(Natural-language object grounding data)
══════

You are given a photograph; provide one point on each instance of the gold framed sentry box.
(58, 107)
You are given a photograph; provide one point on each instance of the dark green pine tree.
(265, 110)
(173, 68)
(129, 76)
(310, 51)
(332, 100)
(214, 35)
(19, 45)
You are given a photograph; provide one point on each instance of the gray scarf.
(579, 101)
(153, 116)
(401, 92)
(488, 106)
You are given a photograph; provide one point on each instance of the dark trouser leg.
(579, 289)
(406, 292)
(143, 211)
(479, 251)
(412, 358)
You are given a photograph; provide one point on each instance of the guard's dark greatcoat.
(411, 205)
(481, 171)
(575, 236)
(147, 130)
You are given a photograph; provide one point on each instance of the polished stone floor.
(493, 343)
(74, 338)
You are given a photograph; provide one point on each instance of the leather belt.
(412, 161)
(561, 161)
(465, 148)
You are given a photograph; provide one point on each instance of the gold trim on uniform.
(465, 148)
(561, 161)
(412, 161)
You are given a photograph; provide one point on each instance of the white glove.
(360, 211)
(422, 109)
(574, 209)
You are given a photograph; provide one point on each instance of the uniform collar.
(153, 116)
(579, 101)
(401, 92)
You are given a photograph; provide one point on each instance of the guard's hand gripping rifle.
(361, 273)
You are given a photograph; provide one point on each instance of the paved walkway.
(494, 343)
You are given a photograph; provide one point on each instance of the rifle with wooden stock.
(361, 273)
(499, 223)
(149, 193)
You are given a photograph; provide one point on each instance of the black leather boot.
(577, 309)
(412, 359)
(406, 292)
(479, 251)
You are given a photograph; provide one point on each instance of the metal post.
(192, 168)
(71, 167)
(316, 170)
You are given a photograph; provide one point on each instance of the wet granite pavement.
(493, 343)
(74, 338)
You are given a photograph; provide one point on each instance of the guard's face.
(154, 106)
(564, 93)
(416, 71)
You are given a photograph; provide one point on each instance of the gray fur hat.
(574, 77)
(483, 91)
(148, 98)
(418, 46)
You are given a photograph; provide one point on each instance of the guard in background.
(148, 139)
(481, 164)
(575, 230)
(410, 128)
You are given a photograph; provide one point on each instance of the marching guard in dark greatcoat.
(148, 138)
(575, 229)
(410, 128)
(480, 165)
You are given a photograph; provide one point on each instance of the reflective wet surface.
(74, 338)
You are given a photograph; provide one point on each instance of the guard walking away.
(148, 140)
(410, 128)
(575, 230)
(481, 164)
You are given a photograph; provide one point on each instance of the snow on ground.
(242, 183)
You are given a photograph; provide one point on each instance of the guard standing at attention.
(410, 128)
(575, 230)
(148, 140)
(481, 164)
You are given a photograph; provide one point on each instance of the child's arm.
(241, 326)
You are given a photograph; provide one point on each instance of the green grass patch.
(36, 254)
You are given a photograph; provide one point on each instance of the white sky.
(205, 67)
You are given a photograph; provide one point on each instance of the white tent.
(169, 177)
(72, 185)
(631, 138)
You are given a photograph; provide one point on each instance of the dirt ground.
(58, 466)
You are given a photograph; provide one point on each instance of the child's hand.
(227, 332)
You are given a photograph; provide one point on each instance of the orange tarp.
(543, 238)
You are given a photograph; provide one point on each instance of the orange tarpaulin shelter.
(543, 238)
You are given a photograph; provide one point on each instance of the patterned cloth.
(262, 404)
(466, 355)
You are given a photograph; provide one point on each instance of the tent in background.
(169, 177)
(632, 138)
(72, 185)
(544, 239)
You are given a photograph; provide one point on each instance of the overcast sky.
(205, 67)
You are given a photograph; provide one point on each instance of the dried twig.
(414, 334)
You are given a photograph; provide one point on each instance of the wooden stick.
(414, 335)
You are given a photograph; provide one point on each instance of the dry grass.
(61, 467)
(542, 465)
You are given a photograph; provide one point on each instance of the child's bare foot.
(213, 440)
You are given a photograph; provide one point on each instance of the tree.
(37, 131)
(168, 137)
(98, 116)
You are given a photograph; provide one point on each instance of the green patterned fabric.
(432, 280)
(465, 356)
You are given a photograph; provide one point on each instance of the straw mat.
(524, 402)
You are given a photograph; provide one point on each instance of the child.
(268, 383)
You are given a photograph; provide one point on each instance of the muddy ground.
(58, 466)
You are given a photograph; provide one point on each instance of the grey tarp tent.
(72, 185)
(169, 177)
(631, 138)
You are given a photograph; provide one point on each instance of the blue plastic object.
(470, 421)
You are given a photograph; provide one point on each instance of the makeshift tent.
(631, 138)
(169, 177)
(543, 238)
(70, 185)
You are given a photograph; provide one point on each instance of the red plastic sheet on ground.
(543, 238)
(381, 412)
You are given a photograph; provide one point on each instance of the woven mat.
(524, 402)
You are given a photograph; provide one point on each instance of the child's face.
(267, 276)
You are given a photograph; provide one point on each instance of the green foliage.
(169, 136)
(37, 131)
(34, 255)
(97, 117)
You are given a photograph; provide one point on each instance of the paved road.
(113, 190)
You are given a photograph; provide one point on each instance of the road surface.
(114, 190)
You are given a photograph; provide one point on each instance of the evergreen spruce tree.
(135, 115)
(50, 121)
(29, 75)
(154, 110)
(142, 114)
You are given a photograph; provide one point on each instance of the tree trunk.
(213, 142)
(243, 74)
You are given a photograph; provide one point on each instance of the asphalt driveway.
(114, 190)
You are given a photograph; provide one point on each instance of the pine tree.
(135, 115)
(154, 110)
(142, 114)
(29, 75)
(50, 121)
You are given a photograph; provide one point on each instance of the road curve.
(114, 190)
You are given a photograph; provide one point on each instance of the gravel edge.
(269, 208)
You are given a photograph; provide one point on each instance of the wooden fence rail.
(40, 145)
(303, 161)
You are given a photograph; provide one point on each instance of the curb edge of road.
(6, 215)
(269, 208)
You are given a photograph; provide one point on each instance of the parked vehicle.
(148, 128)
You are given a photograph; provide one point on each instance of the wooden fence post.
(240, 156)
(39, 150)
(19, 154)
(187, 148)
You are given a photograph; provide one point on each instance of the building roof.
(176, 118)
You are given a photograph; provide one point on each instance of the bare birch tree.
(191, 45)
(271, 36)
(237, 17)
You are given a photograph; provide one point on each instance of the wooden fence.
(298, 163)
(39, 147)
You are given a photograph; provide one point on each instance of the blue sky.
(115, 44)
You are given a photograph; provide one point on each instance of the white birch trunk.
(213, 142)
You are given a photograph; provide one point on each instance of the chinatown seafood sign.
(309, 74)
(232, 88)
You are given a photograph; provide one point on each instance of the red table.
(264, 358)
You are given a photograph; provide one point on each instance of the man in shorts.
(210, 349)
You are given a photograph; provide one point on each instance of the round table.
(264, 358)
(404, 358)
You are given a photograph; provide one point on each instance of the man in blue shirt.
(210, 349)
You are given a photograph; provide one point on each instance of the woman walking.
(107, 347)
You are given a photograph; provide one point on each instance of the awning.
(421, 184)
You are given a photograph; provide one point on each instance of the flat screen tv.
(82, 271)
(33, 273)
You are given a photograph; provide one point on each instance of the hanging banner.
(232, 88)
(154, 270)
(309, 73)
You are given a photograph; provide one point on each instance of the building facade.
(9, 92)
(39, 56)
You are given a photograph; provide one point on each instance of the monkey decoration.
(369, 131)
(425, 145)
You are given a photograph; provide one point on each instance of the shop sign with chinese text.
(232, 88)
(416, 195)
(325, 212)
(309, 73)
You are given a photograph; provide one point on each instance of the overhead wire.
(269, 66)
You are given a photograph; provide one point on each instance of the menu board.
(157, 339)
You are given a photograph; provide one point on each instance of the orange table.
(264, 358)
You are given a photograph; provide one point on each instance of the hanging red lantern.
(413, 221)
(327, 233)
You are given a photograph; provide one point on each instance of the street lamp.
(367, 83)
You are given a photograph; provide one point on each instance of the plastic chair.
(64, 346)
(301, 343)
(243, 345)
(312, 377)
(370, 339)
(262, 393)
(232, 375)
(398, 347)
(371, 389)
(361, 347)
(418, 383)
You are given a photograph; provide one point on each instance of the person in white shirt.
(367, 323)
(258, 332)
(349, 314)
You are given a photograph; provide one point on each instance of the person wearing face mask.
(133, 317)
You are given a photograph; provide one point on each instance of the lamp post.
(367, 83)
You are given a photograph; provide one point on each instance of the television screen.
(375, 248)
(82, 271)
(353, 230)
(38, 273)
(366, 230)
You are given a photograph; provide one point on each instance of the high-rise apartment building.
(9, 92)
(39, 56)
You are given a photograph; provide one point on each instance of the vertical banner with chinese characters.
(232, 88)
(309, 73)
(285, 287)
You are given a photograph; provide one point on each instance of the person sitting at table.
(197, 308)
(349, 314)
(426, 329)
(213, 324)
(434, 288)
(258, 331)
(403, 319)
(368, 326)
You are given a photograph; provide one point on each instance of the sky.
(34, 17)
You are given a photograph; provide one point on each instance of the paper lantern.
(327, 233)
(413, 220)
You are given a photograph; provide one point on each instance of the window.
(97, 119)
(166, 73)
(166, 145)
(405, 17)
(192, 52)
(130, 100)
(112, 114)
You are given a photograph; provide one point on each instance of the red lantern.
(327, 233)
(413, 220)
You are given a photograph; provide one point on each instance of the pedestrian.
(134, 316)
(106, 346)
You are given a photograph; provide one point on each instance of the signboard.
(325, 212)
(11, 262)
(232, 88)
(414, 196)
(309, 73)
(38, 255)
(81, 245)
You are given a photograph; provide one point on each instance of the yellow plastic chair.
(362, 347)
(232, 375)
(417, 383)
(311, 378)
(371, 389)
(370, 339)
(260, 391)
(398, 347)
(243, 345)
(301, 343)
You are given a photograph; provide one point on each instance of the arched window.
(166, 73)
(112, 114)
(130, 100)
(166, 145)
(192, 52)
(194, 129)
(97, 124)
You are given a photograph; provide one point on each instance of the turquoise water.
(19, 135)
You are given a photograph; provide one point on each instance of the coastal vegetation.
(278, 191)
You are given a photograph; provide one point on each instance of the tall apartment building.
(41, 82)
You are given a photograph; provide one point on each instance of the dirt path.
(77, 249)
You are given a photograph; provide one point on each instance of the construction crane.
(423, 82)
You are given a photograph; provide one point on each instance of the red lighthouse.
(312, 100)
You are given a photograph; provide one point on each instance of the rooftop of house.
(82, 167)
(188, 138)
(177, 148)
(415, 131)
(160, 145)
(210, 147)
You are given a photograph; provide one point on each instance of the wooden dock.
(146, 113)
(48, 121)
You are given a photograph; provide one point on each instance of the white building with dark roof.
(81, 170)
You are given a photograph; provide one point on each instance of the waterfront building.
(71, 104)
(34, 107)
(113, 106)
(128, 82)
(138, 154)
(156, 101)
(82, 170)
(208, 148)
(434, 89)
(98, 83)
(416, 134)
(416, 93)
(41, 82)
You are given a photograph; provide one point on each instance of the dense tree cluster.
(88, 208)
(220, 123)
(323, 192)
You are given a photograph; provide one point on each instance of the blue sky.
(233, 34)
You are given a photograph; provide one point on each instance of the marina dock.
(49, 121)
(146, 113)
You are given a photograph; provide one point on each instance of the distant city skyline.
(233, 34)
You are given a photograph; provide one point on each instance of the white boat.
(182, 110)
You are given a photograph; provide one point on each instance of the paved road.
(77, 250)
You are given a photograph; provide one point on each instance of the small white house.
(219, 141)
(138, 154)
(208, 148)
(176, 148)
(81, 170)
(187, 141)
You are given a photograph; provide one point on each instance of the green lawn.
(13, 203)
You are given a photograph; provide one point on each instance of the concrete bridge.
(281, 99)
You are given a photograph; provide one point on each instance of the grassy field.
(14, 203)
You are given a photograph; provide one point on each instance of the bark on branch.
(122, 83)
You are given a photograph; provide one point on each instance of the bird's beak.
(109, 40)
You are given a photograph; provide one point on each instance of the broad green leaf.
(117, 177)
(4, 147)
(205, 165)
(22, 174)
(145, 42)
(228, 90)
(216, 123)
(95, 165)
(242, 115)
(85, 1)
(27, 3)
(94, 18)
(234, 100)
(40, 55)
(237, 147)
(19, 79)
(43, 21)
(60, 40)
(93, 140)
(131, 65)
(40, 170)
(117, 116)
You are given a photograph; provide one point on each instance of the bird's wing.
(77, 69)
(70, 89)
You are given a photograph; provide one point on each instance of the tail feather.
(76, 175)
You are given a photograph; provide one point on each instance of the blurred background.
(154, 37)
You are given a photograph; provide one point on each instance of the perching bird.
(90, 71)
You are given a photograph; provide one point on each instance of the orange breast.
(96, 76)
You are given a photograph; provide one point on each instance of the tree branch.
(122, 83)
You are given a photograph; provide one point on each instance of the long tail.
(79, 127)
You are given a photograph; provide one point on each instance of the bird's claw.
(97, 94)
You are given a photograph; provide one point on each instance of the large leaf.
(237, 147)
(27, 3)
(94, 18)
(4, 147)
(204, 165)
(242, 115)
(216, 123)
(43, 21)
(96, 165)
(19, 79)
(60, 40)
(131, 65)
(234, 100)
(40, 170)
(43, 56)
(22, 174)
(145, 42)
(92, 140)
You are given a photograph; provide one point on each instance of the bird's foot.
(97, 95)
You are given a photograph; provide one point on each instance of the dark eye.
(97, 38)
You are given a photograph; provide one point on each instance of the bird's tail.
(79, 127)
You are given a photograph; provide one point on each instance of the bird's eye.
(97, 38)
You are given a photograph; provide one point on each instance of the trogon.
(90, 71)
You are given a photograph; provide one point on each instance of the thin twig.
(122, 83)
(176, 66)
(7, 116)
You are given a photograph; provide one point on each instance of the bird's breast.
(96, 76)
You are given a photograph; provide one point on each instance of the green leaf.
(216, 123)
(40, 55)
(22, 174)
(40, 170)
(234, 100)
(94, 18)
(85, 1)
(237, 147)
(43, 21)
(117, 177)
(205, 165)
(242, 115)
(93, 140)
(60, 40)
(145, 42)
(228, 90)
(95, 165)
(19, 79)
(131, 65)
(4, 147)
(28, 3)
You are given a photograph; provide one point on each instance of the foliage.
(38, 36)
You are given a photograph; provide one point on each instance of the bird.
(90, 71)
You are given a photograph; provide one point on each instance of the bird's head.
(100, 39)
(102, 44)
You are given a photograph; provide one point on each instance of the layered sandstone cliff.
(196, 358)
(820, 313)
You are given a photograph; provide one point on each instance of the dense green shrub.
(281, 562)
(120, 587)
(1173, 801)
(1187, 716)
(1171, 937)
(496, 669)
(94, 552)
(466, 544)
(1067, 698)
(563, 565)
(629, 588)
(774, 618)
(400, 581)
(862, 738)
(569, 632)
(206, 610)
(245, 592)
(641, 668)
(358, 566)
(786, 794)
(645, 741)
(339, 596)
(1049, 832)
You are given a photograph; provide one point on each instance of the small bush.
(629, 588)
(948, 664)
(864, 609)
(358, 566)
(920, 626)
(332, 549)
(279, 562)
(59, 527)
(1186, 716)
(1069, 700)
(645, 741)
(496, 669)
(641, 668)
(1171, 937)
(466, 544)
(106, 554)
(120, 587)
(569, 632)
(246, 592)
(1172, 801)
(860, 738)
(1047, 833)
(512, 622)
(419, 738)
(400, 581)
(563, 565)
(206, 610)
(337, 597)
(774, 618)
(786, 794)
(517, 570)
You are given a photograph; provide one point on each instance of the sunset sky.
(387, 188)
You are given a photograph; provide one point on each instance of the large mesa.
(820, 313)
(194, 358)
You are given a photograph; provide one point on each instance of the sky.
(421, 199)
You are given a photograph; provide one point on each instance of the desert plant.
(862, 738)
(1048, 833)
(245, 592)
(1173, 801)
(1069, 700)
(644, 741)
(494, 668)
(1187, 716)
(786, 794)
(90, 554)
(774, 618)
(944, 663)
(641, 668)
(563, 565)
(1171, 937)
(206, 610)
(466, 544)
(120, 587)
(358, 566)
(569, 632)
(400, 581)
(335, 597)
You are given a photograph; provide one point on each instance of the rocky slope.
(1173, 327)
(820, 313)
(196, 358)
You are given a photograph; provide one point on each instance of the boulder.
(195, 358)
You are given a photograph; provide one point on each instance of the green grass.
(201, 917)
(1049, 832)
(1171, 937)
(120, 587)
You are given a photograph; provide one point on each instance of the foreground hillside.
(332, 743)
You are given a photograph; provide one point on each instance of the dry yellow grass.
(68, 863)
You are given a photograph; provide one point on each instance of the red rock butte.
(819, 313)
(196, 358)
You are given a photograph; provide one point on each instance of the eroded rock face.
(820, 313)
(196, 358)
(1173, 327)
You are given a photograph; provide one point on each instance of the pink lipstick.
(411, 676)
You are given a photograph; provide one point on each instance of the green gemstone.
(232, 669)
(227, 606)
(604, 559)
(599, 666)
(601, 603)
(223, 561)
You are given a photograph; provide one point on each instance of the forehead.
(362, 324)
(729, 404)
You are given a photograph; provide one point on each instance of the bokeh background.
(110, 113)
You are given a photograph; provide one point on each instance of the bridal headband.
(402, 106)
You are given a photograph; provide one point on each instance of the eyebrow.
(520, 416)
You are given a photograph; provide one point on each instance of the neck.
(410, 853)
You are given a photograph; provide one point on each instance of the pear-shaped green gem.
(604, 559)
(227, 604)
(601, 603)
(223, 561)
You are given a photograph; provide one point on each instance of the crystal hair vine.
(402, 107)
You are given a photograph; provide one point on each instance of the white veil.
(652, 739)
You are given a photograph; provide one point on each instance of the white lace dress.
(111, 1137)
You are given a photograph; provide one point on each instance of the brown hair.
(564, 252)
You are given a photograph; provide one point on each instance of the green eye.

══════

INSTRUCTIONS FOR THE TASK =
Search the data for "the bokeh background.". Beginning with that line, set down every line through the last exactly.

OUTPUT OF THE TASK =
You are given a photograph; provide one point on each instance of the bokeh background.
(110, 113)
You are given a photograph; provide one point on each instance of the bridal headband.
(402, 106)
You are given a photograph; provide one point on each instance of the eyebrow.
(520, 416)
You are given a photograph; provide one point on each instance of the neck.
(410, 853)
You are given a photograph; provide one point on each instance of the pear-shaped green gem.
(604, 559)
(227, 604)
(601, 603)
(223, 561)
You are given a photograph; provide one point on each instance of the crystal hair vine.
(402, 107)
You are given a photograph; provide one point on each instance of the white veil.
(652, 739)
You are given a photograph; provide one point on each instance of the white lace dress.
(111, 1137)
You are given a photograph; provide one point on each instance of the brown hair.
(564, 252)
You are given a photograph; provide one point on each instance of the green eye.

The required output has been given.